Exercise directions ::
Return every line of the entries below verbatim, without changing, adding, or dropping anything.

Data lines ::
--*--

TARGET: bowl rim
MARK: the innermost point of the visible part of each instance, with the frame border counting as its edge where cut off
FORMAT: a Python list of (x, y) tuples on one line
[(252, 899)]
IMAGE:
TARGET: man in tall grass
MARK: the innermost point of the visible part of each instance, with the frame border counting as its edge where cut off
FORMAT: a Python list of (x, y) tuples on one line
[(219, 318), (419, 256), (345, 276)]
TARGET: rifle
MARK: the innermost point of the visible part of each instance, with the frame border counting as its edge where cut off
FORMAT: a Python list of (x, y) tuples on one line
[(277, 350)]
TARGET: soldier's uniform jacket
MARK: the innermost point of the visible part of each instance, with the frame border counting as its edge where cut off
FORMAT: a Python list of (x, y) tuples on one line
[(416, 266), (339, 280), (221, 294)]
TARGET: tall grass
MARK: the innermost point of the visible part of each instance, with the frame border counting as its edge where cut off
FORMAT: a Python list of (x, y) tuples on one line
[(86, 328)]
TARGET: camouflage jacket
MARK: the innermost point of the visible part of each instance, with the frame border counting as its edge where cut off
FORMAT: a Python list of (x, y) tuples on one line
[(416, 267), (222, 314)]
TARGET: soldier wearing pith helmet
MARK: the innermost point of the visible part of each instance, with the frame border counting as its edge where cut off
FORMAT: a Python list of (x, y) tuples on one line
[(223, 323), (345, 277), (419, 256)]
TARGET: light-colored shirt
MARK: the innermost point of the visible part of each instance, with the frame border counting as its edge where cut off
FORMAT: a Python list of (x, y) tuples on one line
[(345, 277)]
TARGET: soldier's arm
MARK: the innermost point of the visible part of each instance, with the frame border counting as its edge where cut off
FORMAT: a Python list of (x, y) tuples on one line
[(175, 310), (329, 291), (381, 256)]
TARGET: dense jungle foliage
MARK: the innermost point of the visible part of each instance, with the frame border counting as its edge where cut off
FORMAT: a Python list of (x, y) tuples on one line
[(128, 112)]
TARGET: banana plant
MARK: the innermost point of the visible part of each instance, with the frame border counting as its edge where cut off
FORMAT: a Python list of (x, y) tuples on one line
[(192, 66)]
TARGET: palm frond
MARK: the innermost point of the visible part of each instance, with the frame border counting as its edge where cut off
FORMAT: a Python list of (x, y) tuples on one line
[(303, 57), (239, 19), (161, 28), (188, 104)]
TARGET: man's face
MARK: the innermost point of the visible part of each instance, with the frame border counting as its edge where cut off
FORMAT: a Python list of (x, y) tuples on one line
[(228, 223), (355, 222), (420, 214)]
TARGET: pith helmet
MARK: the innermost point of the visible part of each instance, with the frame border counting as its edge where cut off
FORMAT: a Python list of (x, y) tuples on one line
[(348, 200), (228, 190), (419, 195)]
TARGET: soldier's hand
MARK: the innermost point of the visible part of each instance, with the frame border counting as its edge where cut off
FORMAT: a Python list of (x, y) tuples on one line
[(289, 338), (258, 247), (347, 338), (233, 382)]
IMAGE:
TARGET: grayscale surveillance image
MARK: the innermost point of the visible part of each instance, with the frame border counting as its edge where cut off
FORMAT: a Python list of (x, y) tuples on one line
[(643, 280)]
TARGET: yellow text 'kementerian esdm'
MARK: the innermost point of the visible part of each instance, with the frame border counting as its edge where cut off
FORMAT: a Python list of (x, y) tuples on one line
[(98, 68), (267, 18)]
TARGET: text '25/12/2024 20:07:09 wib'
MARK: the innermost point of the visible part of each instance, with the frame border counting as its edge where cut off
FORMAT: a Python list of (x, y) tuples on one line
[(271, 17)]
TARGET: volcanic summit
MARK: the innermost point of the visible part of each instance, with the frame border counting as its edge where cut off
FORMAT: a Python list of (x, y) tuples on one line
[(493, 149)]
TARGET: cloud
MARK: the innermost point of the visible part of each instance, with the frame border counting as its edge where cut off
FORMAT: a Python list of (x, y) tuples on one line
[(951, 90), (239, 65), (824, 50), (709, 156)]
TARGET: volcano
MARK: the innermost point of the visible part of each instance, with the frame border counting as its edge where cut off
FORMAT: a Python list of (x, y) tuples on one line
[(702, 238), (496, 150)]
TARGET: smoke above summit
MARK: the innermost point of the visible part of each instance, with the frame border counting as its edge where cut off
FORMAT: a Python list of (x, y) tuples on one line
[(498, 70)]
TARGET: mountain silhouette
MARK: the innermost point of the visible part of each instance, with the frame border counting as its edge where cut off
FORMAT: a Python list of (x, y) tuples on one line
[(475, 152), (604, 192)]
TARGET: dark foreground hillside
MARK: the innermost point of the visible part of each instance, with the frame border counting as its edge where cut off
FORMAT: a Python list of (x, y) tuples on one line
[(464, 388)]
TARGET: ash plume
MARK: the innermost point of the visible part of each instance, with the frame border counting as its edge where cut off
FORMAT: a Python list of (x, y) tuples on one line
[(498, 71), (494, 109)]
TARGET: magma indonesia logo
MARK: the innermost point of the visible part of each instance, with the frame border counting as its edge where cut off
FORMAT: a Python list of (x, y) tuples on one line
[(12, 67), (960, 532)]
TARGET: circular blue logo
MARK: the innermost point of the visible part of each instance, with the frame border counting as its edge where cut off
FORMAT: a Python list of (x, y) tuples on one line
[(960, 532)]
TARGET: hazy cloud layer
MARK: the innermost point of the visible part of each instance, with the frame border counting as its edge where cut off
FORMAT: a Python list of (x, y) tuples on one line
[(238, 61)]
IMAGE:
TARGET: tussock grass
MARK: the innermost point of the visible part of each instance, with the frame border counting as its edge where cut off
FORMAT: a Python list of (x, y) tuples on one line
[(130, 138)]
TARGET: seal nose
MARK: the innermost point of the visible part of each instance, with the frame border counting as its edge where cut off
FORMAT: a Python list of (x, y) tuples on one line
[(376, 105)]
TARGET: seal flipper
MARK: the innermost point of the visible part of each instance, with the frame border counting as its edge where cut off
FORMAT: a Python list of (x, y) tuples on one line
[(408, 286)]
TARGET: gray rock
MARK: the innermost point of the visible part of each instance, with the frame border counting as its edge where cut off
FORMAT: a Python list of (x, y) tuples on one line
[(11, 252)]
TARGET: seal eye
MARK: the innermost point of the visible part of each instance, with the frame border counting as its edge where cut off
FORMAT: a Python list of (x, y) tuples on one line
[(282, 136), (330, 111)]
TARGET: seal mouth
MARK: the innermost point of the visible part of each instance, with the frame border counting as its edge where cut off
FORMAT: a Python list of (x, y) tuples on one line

--*--

Expected output ::
TARGET: bowl rim
MARK: the innermost point of the visible part of each instance, with the frame border counting as its edge where cut off
FORMAT: a Python list of (x, y) tuples on one line
[(252, 899)]
IMAGE:
TARGET: man in tall grass
MARK: the innermost point of the visible part of each instance, with the frame border counting as its edge where cut off
FORMAT: a Python list of (x, y) tuples on one line
[(219, 318), (419, 256), (345, 276)]
TARGET: rifle
MARK: the innermost point of the visible part of each instance, with the frame border counting as its edge where cut off
FORMAT: a Python list of (x, y) tuples on one line
[(277, 350)]
TARGET: soldier's uniform jacket
MARK: the innermost point of the visible part of each instance, with the frame border counting as its edge where cut off
FORMAT: a Python list of (x, y) tuples on one line
[(416, 266), (339, 280), (221, 294)]
TARGET: tall grass
MARK: the innermost point of the visible part of each instance, with the frame border counting as its edge where cut off
FORMAT: a Python list of (x, y) tuples on one line
[(86, 328)]
TARGET: camouflage jacket
MARK: the innermost point of the visible part of each instance, with the frame border counting as its edge where cut off
FORMAT: a Python list of (x, y) tuples on one line
[(416, 267), (222, 314)]
TARGET: soldier wearing pith helmet
MARK: the innermost point of the visible part of each instance, with the frame border counting as its edge where cut off
FORMAT: a Python list of (x, y) tuples on one line
[(223, 323), (345, 277), (419, 256)]
TARGET: light-colored shirt
MARK: the innermost point of the visible part of each instance, with the frame border counting as its edge where cut off
FORMAT: a Python list of (x, y) tuples on one line
[(345, 277)]
TARGET: soldier's arm
MARK: the innermost point of the visible part of each instance, with the frame border counting as its edge where cut off
FORMAT: a Python list of (x, y) tuples on one line
[(175, 310), (329, 291), (381, 256)]
TARGET: dense jungle foliage
MARK: the innermost point of the visible part of each instance, with the frame border counting as its edge where cut off
FORMAT: a Python list of (x, y) tuples on one line
[(128, 112)]
TARGET: banana plant
MARK: the innermost point of the visible part of each instance, with the frame border counting as its edge where cut off
FORMAT: a Python list of (x, y) tuples on one line
[(192, 66)]
TARGET: palm frond
MARK: the innermost point of the visible part of each instance, with the frame border counting as its edge where cut off
FORMAT: a Python list of (x, y) tuples on one line
[(303, 57), (239, 19), (161, 28), (188, 104)]
TARGET: man's face
MARK: the innermost point of the visible part of each instance, with the frame border counting as its edge where cut off
FORMAT: a Python list of (x, y) tuples on one line
[(228, 223), (355, 222), (420, 214)]
TARGET: pith helmet
MARK: the innermost point of the visible part of each instance, with the frame border counting as its edge where cut off
FORMAT: a Python list of (x, y) tuples on one line
[(348, 200), (228, 190), (419, 195)]
TARGET: soldier's hand
MARK: the innermost point of the visible part of each instance, with the frame border counting as its edge where cut off
FORMAT: a Python list of (x, y) tuples on one line
[(289, 338), (258, 247), (347, 338), (233, 382)]
IMAGE:
TARGET: grayscale surveillance image
MARK: the innermost point of the visible part of each instance, with the frame border counting as its edge where cut off
FORMAT: a Python list of (x, y) tuples on one line
[(643, 280)]
TARGET: yellow text 'kementerian esdm'
MARK: the innermost point of the visible part of each instance, with the frame border counting as its edge where cut off
FORMAT: a Python list of (x, y) tuples on one line
[(98, 68), (267, 18)]
TARGET: text '25/12/2024 20:07:09 wib'
MARK: the innermost point of the visible part of each instance, with the frame border counting as its edge where cut off
FORMAT: a Python list of (x, y) tuples on one line
[(271, 17)]
TARGET: volcanic summit
MARK: the innermost point of the visible part of each instance, with the frame border counting as its edge where cut off
FORMAT: a Python list of (x, y) tuples on one line
[(493, 149)]
TARGET: cloud
MARK: the innermost point of the visible part of each instance, with the frame border counting as its edge where cut off
FORMAT: a Python list of (x, y) tuples on one line
[(951, 90), (239, 65), (824, 50), (709, 156)]
TARGET: volcano
MARK: the innermost point of the visible part of each instance, with the frame border counting as its edge where cut off
FORMAT: a Python list of (x, y) tuples on one line
[(702, 238), (496, 150)]
TARGET: smoke above summit
MARK: the innermost point of the visible part of each instance, with the frame border counting as its edge where cut off
FORMAT: a Python list of (x, y) tuples on one line
[(498, 70)]
TARGET: mountain silhouette
MARK: the innermost point of the visible part of each instance, with the frame border counting as its edge where cut off
FORMAT: a Python list of (x, y) tuples on one line
[(475, 152), (604, 192)]
TARGET: dark foreground hillside
MARK: the innermost point of the visible part of each instance, with the frame border counting as its edge where cut off
FORMAT: a Python list of (x, y) tuples on one line
[(464, 388)]
TARGET: ash plume
MARK: the innermost point of the visible part of each instance, with the frame border counting as its edge where cut off
FORMAT: a Python list of (x, y) tuples on one line
[(498, 71), (494, 109)]
TARGET: magma indonesia logo
MARK: the innermost point of the visible part of each instance, with the frame border counting as its edge where cut off
FORMAT: a Python list of (x, y) tuples on one line
[(12, 67), (960, 532)]
TARGET: circular blue logo
MARK: the innermost point of the visible part of each instance, with the frame border counting as its edge where cut off
FORMAT: a Python list of (x, y) tuples on one line
[(960, 532)]
TARGET: hazy cloud layer
MARK: the innermost point of the visible part of each instance, with the frame border counting as its edge where cut off
FORMAT: a Python list of (x, y) tuples on one line
[(238, 61)]
IMAGE:
TARGET: tussock grass
MARK: the innermost point of the visible part of each instance, with the frame border counting as its edge where cut off
FORMAT: a Python list of (x, y) tuples on one line
[(130, 138)]
TARGET: seal nose
MARK: the innermost point of the visible part of each instance, with the frame border counting as its edge where cut off
FORMAT: a Python list of (x, y) tuples on one line
[(376, 105)]
TARGET: seal flipper
MARK: the innermost point of the visible part of each instance, with the frame border counting as its edge where cut off
FORMAT: a Python list of (x, y) tuples on one line
[(408, 286)]
TARGET: gray rock
MARK: the innermost point of the visible part of each instance, with the frame border counting as its edge where cut off
FORMAT: a Python list of (x, y) tuples on one line
[(11, 252)]
TARGET: seal eye
MARK: the innermost point of the visible part of each instance, with the frame border counting as its edge where cut off
FORMAT: a Python list of (x, y) tuples on one line
[(282, 136), (330, 111)]
TARGET: seal mouth
MARK: the innermost point of the visible part of each instance, with the frame border counting as its edge where cut off
FORMAT: a Python list of (x, y) tuples on one line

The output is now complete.